##### Data for this task #####

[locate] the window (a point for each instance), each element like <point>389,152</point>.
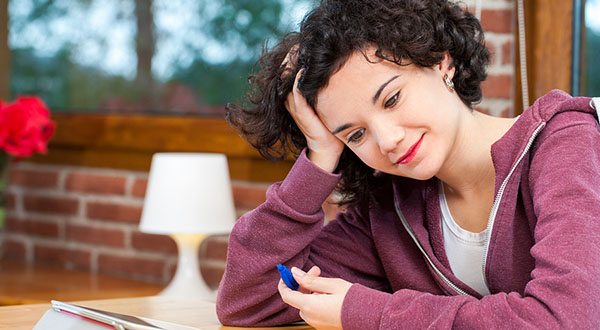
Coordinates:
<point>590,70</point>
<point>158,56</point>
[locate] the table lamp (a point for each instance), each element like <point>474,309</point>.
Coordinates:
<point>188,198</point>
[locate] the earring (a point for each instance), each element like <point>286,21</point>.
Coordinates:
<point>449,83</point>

#####
##### Data for this task #####

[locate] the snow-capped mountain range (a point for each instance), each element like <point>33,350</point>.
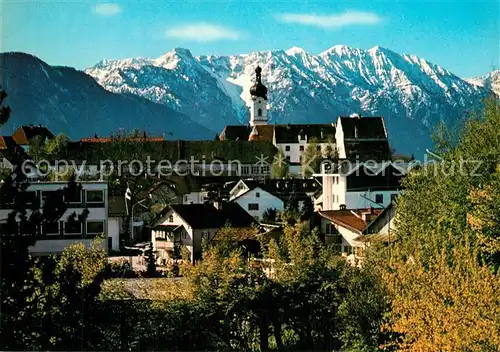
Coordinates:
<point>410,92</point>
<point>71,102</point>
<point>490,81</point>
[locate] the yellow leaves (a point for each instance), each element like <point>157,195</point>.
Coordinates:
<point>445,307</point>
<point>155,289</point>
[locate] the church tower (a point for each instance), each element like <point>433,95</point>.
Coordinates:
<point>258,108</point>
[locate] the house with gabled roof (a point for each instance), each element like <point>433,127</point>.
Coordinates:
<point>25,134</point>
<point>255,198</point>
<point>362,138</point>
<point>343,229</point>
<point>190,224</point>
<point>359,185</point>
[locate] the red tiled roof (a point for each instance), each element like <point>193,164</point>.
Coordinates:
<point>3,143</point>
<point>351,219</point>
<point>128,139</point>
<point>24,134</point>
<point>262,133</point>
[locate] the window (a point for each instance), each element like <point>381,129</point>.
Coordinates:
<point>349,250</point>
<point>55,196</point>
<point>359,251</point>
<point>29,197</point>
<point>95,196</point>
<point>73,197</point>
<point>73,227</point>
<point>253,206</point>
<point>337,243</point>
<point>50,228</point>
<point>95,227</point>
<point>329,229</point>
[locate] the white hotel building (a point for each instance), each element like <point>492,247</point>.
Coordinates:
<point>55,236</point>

#####

**Directions for this task:** For this exercise, copy every line of the data that holds "roof".

**Response for this exercise:**
[locate] the house with gabled roof (a point for each instance), each element like <point>433,127</point>.
[locate] the red tiled roof (a point for each instance), each element like <point>193,164</point>.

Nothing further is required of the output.